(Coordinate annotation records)
━━━━━━━━━━━━━━━━━━━━
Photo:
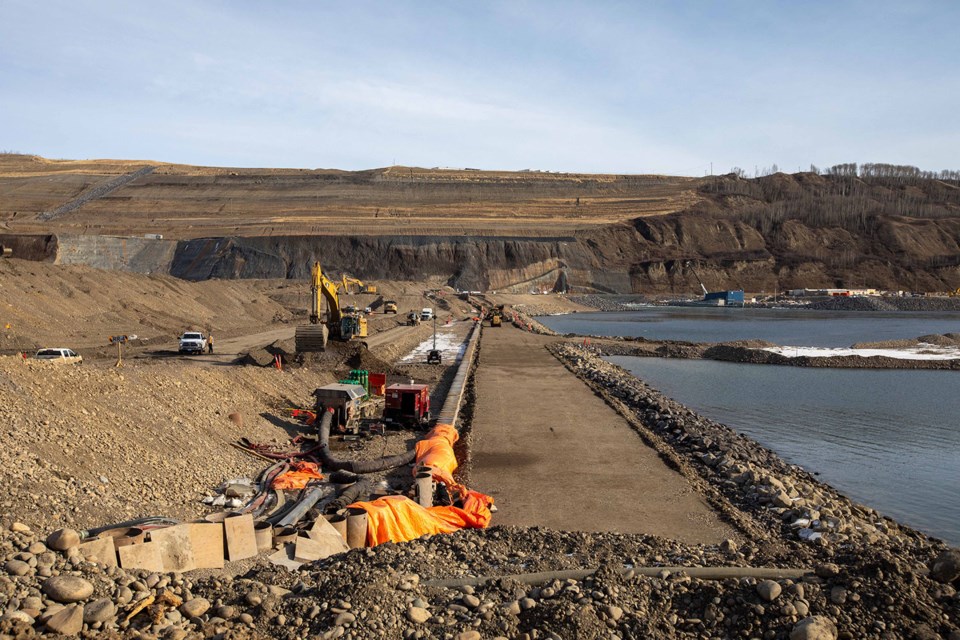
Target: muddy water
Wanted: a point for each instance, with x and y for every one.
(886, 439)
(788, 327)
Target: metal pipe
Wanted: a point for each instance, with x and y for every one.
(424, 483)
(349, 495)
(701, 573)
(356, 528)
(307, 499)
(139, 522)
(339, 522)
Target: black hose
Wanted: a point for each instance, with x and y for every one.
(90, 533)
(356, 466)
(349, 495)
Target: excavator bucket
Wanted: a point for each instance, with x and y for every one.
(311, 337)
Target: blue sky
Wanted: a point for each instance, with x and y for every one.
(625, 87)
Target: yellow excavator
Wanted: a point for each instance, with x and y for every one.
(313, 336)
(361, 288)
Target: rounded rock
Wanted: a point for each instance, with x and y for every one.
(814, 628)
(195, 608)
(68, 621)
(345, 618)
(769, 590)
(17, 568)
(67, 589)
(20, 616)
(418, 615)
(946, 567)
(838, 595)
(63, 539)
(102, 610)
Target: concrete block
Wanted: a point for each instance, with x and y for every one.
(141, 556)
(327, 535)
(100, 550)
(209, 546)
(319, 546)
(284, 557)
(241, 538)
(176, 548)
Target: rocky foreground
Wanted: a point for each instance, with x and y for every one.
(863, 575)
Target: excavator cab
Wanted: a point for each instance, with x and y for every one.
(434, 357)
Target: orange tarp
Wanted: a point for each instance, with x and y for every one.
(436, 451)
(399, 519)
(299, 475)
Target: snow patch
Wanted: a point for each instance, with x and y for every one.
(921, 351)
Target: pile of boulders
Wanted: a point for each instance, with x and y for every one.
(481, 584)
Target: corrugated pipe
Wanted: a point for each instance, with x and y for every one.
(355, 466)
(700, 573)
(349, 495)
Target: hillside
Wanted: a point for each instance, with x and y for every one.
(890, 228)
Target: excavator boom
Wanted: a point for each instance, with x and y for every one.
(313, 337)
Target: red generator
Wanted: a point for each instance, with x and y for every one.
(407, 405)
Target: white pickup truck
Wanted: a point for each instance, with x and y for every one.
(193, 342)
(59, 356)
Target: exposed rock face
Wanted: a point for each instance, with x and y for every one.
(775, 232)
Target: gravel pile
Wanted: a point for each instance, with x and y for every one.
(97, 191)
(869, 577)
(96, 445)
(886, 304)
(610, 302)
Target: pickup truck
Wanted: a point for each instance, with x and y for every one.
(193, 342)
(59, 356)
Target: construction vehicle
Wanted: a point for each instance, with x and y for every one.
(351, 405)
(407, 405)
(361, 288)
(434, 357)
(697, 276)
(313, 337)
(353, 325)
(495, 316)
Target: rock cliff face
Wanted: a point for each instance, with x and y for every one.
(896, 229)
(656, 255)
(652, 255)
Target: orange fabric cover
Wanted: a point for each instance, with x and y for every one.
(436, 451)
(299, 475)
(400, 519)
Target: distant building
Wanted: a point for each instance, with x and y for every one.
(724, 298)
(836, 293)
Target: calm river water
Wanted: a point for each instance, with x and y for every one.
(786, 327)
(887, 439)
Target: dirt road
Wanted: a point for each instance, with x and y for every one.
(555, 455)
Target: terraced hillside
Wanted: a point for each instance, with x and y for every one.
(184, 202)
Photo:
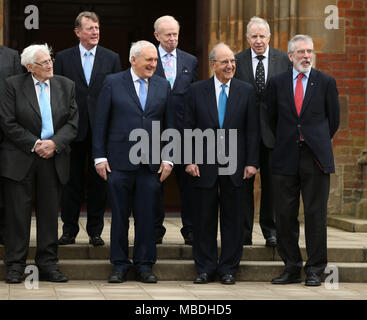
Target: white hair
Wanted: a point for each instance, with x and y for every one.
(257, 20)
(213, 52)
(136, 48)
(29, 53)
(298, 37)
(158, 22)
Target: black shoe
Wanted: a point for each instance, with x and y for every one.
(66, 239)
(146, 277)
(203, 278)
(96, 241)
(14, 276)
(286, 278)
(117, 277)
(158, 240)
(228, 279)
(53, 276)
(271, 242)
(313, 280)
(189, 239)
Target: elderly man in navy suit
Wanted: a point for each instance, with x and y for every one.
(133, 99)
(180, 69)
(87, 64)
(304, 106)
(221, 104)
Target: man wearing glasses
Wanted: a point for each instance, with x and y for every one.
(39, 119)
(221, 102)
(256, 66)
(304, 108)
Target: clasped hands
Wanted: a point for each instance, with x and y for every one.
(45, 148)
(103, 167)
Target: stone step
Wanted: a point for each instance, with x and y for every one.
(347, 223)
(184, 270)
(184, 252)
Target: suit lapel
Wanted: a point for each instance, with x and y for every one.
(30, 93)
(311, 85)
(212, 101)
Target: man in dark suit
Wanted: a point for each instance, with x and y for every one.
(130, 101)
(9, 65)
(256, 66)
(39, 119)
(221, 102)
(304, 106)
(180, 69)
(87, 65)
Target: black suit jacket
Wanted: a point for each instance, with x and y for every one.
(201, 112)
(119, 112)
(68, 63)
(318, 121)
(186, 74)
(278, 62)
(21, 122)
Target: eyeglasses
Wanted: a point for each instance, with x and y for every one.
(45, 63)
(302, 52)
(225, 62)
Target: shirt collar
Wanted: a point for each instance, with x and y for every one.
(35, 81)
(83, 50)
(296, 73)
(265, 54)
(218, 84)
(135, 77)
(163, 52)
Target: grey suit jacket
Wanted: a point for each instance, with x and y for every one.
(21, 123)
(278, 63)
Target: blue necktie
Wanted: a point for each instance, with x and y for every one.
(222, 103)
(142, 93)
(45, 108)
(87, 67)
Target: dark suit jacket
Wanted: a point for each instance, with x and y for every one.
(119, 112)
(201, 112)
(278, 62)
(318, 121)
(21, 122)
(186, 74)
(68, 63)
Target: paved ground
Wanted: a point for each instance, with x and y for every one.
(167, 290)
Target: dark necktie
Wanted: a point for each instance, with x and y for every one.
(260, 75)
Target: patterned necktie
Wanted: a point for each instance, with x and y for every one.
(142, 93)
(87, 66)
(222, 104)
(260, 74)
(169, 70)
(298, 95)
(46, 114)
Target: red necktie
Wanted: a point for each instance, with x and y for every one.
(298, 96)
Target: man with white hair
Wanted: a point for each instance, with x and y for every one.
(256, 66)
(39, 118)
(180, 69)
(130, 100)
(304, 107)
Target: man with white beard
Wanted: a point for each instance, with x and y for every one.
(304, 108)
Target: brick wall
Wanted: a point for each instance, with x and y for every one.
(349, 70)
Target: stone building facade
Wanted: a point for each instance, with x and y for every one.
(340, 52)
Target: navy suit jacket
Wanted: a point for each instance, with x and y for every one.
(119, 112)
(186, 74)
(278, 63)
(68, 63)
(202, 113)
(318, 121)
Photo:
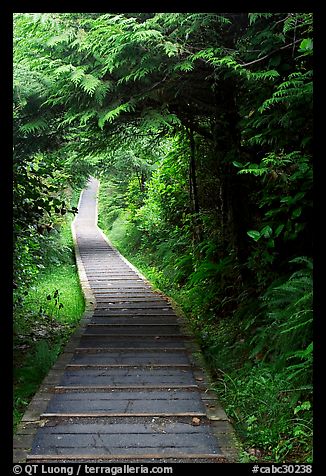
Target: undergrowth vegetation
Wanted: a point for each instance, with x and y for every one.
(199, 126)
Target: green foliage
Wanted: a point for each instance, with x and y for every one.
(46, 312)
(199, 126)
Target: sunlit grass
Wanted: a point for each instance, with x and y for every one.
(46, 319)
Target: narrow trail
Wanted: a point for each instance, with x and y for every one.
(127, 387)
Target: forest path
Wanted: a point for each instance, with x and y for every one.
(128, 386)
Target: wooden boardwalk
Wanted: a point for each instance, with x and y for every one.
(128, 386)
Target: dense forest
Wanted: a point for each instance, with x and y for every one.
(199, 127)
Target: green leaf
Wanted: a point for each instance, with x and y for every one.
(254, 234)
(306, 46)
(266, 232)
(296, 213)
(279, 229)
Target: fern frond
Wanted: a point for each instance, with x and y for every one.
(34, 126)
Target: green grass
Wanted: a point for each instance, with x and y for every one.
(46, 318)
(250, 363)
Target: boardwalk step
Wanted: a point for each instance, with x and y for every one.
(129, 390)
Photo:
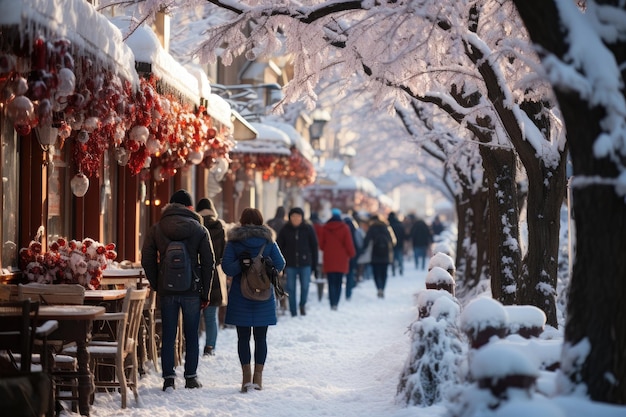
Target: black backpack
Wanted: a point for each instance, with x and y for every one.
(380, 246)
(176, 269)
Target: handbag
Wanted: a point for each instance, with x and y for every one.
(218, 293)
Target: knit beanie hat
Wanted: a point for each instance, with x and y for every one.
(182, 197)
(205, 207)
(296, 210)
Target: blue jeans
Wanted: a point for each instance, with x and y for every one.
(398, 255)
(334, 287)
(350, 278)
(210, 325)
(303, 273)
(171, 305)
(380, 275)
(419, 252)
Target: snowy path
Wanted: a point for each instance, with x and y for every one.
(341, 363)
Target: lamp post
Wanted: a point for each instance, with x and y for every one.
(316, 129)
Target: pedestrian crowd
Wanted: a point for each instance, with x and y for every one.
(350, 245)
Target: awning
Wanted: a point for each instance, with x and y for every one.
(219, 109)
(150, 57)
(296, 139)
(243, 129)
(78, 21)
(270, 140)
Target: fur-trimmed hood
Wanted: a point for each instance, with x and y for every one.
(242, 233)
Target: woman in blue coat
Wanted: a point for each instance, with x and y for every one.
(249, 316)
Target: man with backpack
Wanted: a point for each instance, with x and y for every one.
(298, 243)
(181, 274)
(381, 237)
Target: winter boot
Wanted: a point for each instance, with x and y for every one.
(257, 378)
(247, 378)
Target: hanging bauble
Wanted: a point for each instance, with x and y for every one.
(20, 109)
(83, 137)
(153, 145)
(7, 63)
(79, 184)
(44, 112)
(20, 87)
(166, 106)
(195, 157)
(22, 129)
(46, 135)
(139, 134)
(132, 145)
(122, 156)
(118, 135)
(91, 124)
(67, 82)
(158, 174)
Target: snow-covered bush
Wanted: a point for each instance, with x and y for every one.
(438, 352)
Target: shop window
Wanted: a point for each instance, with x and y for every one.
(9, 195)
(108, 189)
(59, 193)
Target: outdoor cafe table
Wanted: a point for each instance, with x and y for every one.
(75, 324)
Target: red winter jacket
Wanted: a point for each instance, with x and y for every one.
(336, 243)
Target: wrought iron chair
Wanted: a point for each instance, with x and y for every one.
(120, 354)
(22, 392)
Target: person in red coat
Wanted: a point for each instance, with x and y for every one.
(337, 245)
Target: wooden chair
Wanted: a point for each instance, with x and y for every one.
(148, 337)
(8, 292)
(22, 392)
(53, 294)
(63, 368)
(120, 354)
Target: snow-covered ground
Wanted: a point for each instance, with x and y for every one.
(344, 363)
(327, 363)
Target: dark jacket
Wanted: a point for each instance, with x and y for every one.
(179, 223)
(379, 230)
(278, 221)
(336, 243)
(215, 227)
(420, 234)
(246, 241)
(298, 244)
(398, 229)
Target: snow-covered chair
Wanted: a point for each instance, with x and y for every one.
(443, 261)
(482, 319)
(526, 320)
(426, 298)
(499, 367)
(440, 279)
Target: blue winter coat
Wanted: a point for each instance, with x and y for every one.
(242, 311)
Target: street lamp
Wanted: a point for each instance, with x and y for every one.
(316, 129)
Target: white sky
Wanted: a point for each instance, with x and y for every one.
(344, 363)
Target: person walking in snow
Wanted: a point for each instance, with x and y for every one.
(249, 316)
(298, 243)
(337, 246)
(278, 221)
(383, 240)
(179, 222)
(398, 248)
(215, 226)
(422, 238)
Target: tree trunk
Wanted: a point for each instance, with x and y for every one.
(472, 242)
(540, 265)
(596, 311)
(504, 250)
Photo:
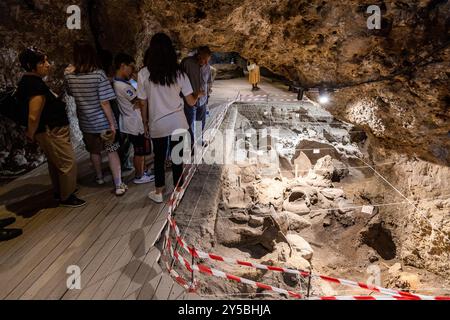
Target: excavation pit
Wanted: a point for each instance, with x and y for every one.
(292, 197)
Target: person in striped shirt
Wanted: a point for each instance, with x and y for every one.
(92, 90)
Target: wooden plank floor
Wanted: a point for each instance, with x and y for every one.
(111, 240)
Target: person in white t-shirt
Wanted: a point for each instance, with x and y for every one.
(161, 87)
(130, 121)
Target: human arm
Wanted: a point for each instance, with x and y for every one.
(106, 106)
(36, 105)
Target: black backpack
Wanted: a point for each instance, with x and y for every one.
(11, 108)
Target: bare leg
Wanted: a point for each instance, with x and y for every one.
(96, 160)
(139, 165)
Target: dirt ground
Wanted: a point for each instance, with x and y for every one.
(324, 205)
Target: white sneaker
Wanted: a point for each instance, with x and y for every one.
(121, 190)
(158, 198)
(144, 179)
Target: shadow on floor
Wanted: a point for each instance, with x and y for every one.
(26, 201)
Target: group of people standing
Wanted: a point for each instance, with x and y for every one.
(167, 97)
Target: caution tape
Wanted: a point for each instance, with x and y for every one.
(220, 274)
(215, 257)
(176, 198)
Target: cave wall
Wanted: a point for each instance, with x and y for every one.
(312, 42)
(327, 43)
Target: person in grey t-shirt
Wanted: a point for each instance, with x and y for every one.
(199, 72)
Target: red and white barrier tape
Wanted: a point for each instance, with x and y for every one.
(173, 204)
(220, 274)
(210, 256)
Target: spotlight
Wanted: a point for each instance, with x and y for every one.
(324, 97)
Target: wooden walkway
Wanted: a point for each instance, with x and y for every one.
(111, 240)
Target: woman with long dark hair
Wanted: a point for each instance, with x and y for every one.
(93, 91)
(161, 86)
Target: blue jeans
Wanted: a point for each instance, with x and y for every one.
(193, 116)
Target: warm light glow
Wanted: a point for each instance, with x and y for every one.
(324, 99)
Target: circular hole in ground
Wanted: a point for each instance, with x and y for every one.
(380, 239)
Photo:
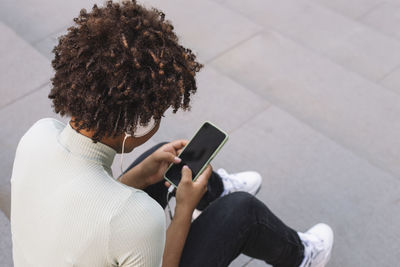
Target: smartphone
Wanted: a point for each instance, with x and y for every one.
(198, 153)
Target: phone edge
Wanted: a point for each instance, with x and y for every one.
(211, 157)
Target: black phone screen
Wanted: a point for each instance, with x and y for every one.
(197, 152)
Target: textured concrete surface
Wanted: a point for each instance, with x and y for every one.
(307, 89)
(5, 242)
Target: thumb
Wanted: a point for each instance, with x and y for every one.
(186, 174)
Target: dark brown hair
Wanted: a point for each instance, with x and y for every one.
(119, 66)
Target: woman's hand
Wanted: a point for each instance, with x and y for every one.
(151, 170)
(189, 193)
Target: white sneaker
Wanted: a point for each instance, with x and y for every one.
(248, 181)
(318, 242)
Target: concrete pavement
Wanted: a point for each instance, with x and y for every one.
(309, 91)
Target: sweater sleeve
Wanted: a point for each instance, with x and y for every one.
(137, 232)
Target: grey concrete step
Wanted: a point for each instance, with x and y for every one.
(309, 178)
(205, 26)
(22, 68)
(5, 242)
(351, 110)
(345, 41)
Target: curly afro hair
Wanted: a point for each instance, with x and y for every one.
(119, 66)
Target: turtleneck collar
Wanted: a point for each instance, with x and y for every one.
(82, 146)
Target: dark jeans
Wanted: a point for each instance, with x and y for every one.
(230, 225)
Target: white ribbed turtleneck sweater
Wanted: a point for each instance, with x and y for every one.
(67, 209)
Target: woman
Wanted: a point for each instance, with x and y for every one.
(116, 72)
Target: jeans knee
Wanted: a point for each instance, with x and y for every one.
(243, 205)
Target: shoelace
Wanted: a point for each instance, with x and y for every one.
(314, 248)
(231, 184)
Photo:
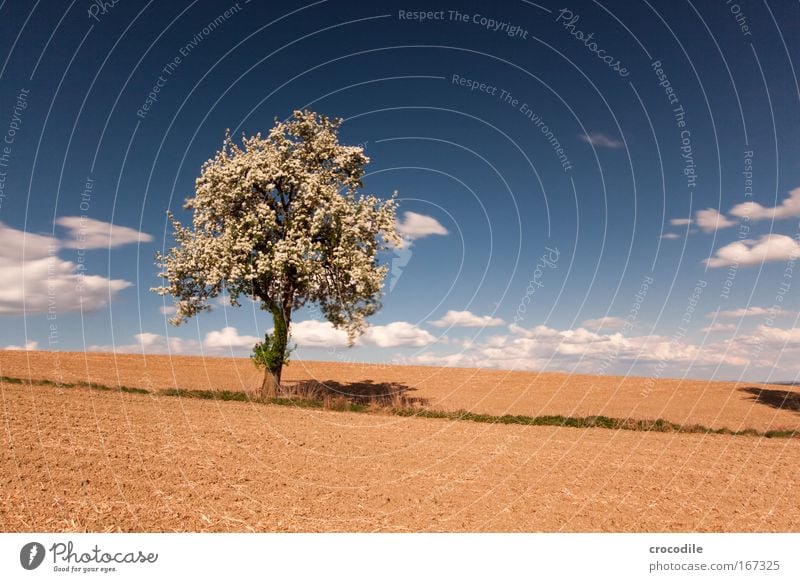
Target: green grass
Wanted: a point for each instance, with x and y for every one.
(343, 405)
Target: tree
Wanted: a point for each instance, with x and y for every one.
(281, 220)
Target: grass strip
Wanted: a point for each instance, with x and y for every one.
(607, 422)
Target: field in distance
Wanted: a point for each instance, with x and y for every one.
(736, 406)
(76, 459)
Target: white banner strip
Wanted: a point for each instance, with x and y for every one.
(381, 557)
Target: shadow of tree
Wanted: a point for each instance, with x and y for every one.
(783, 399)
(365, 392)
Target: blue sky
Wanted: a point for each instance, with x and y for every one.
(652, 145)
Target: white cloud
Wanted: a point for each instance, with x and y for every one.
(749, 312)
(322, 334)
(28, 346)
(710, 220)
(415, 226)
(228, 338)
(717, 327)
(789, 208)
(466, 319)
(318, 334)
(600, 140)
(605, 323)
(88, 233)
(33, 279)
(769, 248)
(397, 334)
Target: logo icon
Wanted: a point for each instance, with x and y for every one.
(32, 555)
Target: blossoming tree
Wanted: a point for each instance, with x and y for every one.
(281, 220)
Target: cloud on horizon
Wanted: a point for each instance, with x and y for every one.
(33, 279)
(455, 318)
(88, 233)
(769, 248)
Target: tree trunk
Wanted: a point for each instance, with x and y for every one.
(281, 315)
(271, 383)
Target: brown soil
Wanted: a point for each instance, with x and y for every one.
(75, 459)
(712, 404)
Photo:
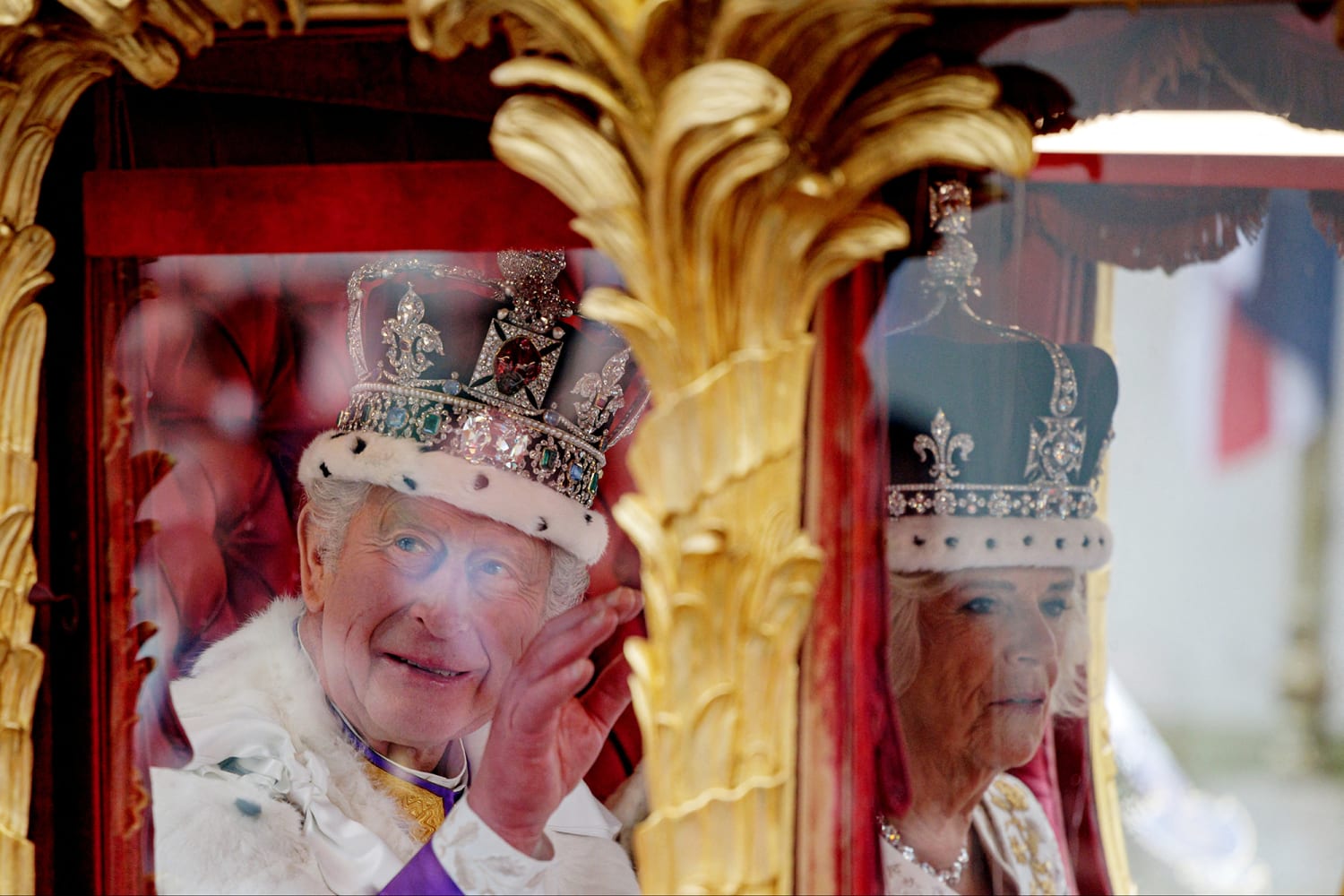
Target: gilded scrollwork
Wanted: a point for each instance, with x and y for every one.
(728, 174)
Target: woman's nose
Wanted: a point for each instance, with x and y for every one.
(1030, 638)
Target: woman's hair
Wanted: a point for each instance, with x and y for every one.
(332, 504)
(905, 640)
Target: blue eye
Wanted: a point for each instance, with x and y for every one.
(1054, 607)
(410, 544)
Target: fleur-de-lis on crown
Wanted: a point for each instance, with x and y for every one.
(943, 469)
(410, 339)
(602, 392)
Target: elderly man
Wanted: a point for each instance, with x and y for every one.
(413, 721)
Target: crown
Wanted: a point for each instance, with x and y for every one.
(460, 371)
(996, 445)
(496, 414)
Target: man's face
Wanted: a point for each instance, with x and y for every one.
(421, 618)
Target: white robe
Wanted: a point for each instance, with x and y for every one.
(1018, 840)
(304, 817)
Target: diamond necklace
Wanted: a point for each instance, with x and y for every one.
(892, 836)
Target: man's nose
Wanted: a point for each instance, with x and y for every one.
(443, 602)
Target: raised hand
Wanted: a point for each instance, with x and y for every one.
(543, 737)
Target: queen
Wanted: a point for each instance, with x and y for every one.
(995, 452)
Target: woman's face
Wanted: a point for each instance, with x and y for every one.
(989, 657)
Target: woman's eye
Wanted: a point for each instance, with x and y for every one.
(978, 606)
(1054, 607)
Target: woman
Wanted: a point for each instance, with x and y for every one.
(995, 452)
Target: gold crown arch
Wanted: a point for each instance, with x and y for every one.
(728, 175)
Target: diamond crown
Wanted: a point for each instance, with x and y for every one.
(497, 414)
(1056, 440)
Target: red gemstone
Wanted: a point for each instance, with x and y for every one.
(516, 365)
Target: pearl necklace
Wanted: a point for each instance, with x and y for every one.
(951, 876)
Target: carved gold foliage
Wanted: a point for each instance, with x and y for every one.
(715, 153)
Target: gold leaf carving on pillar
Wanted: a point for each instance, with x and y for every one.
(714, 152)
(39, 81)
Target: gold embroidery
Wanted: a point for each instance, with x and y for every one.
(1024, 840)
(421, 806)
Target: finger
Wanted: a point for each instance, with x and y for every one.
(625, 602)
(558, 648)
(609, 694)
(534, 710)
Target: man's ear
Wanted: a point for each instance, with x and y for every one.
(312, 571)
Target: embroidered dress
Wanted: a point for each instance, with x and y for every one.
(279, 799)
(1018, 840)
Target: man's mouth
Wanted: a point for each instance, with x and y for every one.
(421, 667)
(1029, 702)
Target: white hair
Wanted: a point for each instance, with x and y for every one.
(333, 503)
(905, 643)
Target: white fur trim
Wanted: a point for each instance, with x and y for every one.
━━━━━━━━━━━━━━━━━━━━
The required output is the span of lines from the one containing "Target: white robe" to the last line, reproduced character for character.

Target: white robe
Wanted: a point for each instance, with x and y for every one.
(1018, 840)
(304, 817)
Target: diamond necklace
Wanted: a point for each instance, with x and y for every one.
(892, 836)
Target: man's nose
Wanted: a point for each instance, with x and y for every one.
(443, 602)
Target: raised hand
Wanted: a point for each instance, with x and y for every one.
(543, 737)
Target: queen
Wanted: a point for each instance, with x and y for every one.
(995, 452)
Target: woman's face
Wanted: a point for each instance, with x and y for every one.
(989, 657)
Target: woman's eye
Wanted: a point for each instance, with x and y for every one.
(978, 606)
(1054, 607)
Target: woman
Wanted: a point for each instance, with x and y for every one.
(995, 452)
Target: gold crown arch
Wanted: a point for each instance, with x and y for every one.
(728, 175)
Target: diamond crown
Wanted: a point for each instance, with x and y for every one.
(497, 414)
(1056, 440)
Target: red gemstone
Wanted: a point for each instance, with x and y for every one.
(516, 365)
Target: pearl necklace
Wanted: a point for each instance, with x and y for every one.
(951, 876)
Target: carved gold foliage
Wanted: a point for each instance, with x and y for every one.
(715, 153)
Target: gold leaf carving on pillar
Wanted: a point for each instance, with x and y for every one.
(714, 152)
(39, 81)
Target: gold embroidery
Wanted: a point for each instance, with x and y for every one.
(1024, 840)
(421, 806)
Target: finger
Wanted: a point for each instance, with x and y for every one.
(625, 602)
(558, 648)
(609, 694)
(534, 710)
Target: man's ear
Wanted: a point for each instance, with x and y for every one.
(312, 571)
Target: embroidered dress
Wanted: a point for each instance, with x and y for every one.
(279, 799)
(1018, 840)
Target: man's mouth
Wanted: a point for each instance, with x and y for every one.
(421, 667)
(1029, 702)
Target: white hair
Wanted: a point for each instance, with x and y for every one.
(333, 503)
(905, 643)
Target: white fur trim
Wanted: a point for each instance, with x and y for every one.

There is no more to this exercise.